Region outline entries
· · · · · · ·
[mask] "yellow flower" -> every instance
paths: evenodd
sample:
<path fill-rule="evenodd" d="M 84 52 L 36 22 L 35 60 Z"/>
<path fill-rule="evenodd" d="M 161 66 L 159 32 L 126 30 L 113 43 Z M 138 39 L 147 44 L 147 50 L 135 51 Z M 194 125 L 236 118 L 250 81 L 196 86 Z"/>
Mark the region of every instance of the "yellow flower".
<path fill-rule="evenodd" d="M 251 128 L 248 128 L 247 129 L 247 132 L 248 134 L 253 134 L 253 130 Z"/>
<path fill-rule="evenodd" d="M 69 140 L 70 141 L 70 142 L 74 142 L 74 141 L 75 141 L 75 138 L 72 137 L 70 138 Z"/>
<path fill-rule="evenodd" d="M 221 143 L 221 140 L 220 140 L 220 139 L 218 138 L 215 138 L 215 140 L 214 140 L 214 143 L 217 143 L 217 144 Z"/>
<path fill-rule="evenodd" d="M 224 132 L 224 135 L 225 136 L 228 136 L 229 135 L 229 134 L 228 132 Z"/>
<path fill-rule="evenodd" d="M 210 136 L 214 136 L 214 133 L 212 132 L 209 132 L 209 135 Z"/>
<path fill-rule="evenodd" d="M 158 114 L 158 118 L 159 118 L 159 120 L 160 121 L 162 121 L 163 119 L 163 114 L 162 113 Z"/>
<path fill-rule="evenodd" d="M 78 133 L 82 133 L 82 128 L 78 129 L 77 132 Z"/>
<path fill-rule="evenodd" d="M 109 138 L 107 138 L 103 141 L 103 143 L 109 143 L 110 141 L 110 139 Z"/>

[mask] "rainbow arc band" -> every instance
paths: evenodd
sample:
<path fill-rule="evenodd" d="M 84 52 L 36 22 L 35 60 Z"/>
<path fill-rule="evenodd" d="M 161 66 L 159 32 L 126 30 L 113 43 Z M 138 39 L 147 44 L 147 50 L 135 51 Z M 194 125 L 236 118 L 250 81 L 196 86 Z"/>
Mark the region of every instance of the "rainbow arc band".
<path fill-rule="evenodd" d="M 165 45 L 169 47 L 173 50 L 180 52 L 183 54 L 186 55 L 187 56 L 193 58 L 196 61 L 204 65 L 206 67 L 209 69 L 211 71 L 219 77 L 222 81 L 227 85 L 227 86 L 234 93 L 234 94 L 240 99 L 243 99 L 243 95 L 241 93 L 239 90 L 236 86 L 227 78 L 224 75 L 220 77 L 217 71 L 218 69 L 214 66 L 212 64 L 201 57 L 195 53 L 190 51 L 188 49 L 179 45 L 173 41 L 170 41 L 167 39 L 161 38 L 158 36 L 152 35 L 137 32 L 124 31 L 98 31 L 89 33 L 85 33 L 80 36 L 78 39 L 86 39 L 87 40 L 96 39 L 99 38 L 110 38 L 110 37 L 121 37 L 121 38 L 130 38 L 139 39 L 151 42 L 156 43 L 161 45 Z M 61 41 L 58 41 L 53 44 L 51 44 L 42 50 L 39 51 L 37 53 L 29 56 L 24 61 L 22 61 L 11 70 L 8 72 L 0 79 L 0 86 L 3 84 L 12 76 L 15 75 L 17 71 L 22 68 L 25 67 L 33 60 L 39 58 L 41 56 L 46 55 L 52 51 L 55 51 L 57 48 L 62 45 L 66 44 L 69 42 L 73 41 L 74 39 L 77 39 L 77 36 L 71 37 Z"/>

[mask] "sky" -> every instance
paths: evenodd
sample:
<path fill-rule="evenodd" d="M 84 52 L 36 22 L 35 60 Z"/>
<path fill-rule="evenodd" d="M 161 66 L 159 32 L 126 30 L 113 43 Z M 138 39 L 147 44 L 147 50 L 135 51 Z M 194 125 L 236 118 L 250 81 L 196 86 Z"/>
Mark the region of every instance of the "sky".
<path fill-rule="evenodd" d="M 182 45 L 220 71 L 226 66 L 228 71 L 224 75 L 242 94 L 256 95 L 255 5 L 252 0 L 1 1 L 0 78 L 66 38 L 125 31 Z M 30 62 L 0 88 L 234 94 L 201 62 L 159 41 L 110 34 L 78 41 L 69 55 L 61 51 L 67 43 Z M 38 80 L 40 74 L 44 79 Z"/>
· · · · · · ·
- WRITTEN EXERCISE
Please output the stretch of material from its start through the line containing "251 128 L 248" as a two-column CSV with the headers request and outline. Give one row per request, with each text in a single quoted field and line breaks replaced by spaces.

- SOLUTION FOR THIS PROBLEM
request,outline
"[mask] ""yellow flower"" -> every instance paths: evenodd sample: <path fill-rule=""evenodd"" d=""M 84 52 L 36 22 L 35 60 Z""/> <path fill-rule=""evenodd"" d=""M 161 66 L 159 32 L 126 30 L 113 43 Z M 138 39 L 147 44 L 147 50 L 135 51 Z M 194 125 L 236 118 L 250 81 L 196 86 Z""/> Mark the region of every instance of the ""yellow flower"".","<path fill-rule=""evenodd"" d=""M 251 128 L 248 128 L 247 129 L 247 132 L 248 134 L 253 134 L 253 130 Z""/>"